One line in the listing below contains "Target: street lamp post". Repeat that line and each line after it exactly, ending with the last one.
_ _ _
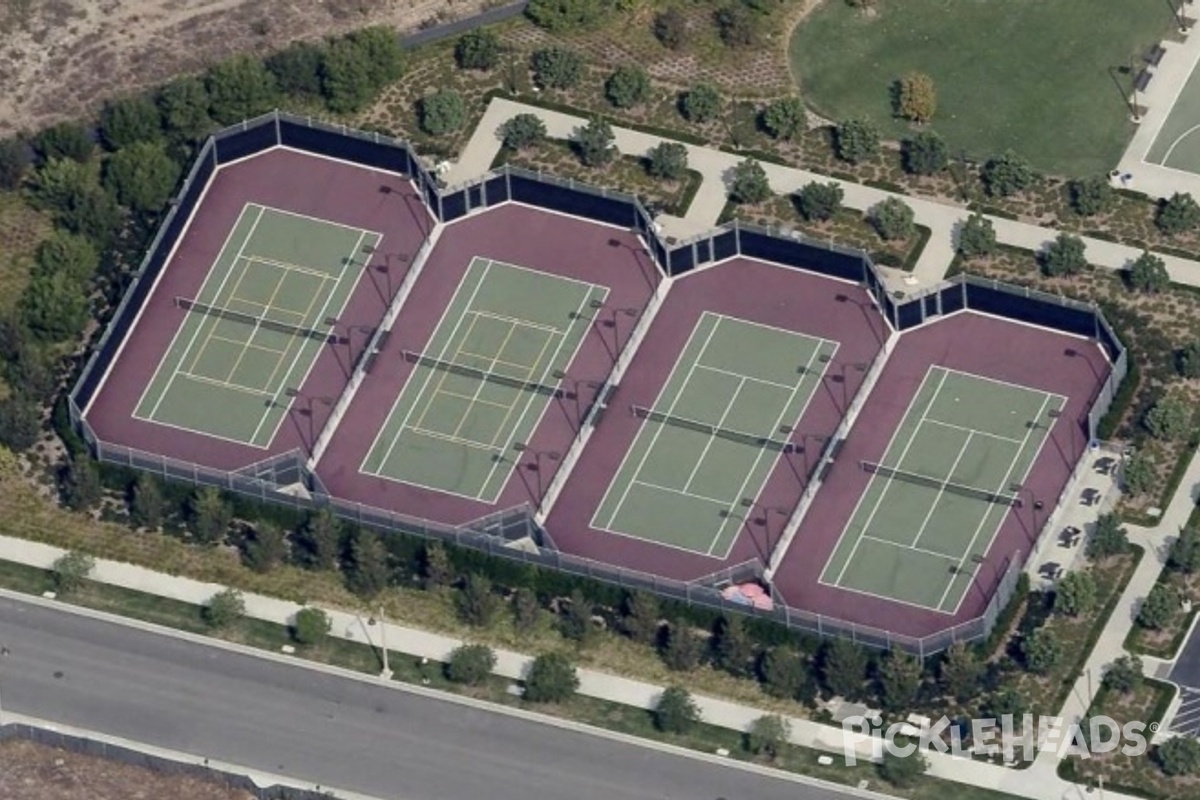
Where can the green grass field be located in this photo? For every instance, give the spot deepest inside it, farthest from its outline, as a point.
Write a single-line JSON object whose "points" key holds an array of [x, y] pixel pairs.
{"points": [[1037, 76]]}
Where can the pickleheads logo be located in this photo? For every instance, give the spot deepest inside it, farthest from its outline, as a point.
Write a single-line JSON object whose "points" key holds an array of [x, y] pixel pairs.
{"points": [[996, 737]]}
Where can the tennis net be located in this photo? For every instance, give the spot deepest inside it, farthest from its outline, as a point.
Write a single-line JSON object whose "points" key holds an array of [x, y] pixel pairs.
{"points": [[714, 431], [481, 374], [946, 486], [251, 319]]}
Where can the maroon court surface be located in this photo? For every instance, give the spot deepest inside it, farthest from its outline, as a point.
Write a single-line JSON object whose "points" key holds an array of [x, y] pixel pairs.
{"points": [[292, 181]]}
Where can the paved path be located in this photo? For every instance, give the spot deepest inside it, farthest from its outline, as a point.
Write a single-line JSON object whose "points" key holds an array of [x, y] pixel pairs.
{"points": [[941, 217]]}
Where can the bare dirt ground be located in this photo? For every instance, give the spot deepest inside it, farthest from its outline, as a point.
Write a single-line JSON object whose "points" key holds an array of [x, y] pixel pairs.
{"points": [[30, 771], [61, 58]]}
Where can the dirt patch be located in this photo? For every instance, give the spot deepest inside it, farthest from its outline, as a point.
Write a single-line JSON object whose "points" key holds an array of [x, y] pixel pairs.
{"points": [[60, 58], [30, 771]]}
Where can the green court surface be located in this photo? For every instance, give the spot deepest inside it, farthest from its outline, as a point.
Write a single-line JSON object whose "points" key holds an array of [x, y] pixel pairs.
{"points": [[913, 535], [714, 434], [257, 325], [485, 379]]}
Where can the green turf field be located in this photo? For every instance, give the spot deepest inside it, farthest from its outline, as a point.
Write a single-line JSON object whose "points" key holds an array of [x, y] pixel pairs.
{"points": [[730, 404], [1037, 76], [231, 365], [485, 379], [913, 536]]}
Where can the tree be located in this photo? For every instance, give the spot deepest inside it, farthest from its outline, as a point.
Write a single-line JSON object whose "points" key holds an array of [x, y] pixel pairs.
{"points": [[267, 548], [142, 175], [557, 67], [1177, 215], [71, 570], [767, 735], [225, 608], [298, 68], [901, 770], [1075, 594], [558, 16], [69, 140], [1179, 756], [522, 131], [1158, 609], [184, 104], [240, 88], [443, 112], [684, 649], [311, 626], [916, 97], [1138, 474], [893, 220], [478, 49], [843, 667], [1109, 537], [1063, 256], [750, 184], [1042, 650], [783, 671], [1125, 674], [960, 672], [641, 619], [367, 572], [667, 161], [319, 540], [1170, 419], [551, 679], [671, 28], [1185, 553], [924, 154], [1147, 274], [628, 86], [736, 25], [210, 516], [900, 678], [1091, 196], [147, 504], [130, 120], [471, 663], [1007, 174], [676, 711], [785, 118], [733, 650], [857, 140], [82, 489]]}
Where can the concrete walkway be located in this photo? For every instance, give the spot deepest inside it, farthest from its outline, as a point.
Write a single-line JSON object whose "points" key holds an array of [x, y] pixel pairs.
{"points": [[715, 166]]}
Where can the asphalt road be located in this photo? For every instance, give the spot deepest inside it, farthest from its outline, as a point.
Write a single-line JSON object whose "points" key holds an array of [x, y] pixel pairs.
{"points": [[324, 728]]}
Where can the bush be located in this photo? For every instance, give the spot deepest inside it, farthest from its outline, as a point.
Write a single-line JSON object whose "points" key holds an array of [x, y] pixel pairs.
{"points": [[443, 112], [557, 67], [311, 626], [676, 711], [1007, 174], [71, 570], [1063, 256], [628, 86], [471, 663], [551, 679], [478, 49], [857, 140], [225, 608]]}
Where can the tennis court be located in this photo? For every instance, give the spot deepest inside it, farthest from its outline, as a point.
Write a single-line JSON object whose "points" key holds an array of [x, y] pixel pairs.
{"points": [[257, 325], [490, 371], [719, 426], [951, 475]]}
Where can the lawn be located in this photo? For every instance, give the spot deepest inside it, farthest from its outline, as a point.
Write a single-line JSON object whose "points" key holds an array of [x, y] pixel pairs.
{"points": [[1042, 77]]}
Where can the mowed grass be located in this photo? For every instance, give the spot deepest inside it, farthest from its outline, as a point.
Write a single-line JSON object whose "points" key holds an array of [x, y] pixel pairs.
{"points": [[1041, 77]]}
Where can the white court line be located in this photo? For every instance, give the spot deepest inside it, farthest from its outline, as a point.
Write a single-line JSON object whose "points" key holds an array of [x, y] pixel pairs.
{"points": [[199, 326], [888, 485]]}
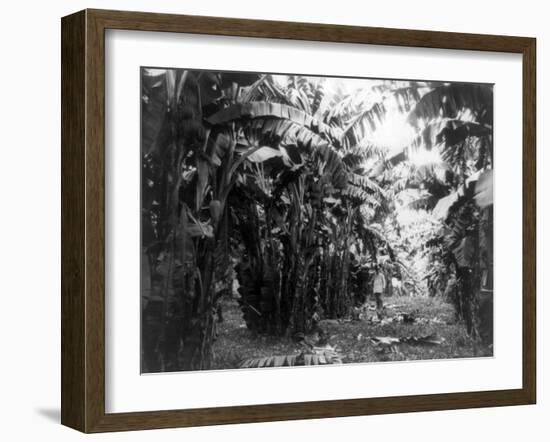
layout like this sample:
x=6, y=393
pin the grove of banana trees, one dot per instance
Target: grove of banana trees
x=277, y=191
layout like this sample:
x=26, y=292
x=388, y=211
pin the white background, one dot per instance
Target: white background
x=30, y=233
x=128, y=391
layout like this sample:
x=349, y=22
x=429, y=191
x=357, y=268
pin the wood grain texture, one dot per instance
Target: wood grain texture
x=83, y=220
x=73, y=129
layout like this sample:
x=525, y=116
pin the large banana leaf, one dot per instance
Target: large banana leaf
x=451, y=100
x=263, y=109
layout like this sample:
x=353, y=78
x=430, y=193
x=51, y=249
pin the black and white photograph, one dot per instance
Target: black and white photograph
x=295, y=220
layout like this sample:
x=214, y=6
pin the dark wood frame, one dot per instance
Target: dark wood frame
x=83, y=216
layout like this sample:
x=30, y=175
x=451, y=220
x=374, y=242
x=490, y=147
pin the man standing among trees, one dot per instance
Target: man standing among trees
x=378, y=286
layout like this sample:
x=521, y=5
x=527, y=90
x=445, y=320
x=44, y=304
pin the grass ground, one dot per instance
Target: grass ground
x=352, y=338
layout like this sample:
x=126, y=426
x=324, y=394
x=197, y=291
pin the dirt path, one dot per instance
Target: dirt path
x=406, y=319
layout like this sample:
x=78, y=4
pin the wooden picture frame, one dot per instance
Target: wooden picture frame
x=83, y=220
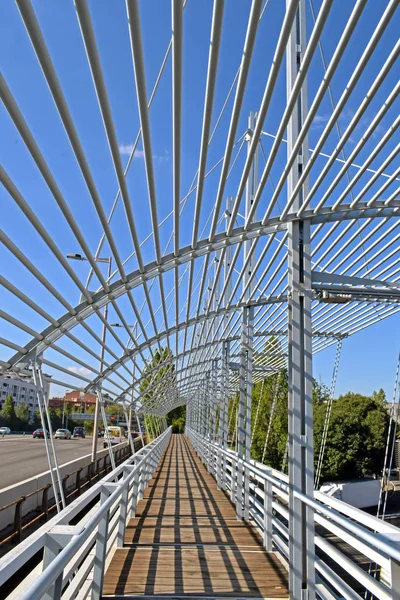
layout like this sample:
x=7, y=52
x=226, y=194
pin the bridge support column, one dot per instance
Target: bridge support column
x=300, y=406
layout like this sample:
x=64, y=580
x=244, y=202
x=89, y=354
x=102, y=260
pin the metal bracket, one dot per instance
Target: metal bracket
x=62, y=534
x=303, y=441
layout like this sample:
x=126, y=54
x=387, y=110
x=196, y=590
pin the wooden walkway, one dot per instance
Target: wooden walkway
x=186, y=541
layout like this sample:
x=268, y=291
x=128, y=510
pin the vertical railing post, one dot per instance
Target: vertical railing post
x=123, y=510
x=395, y=579
x=100, y=551
x=241, y=415
x=268, y=515
x=249, y=390
x=300, y=414
x=135, y=493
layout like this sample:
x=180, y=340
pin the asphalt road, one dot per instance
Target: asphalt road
x=23, y=457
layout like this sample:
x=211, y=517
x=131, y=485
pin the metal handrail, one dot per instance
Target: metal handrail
x=140, y=465
x=381, y=542
x=93, y=472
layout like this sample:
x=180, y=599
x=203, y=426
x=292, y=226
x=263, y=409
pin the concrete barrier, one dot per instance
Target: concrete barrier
x=28, y=486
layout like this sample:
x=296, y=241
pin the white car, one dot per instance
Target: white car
x=62, y=434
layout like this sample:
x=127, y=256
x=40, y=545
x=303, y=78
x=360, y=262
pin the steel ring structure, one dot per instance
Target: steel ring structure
x=236, y=167
x=189, y=265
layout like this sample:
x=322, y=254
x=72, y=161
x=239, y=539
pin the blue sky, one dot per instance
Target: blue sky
x=368, y=359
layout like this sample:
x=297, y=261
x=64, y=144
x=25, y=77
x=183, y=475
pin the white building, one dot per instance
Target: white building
x=22, y=390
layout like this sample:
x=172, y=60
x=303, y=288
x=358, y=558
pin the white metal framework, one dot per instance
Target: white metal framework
x=287, y=231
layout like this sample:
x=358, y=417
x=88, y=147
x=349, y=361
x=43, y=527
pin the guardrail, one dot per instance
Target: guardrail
x=376, y=540
x=75, y=555
x=83, y=477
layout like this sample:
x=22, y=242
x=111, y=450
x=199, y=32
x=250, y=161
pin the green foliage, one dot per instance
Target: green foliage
x=279, y=424
x=7, y=415
x=158, y=375
x=178, y=425
x=176, y=418
x=356, y=436
x=176, y=413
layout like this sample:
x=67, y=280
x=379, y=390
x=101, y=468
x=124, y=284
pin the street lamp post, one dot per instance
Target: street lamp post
x=103, y=341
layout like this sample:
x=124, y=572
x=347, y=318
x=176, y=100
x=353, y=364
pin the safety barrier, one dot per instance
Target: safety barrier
x=74, y=483
x=75, y=555
x=267, y=506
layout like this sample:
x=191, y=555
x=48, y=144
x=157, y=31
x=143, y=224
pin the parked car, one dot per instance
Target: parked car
x=78, y=432
x=62, y=434
x=117, y=435
x=39, y=433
_ _ _
▶ _EXERCISE SOLUTION_:
Target: street lamp post
x=103, y=341
layout like this sample:
x=124, y=572
x=347, y=318
x=176, y=100
x=353, y=364
pin the safety barrier, one dot per instance
Target: safety barrier
x=74, y=483
x=75, y=555
x=267, y=506
layout like this sample:
x=191, y=555
x=48, y=144
x=157, y=31
x=143, y=224
pin the parked car, one dot per instance
Target: parked car
x=78, y=432
x=62, y=434
x=117, y=435
x=39, y=433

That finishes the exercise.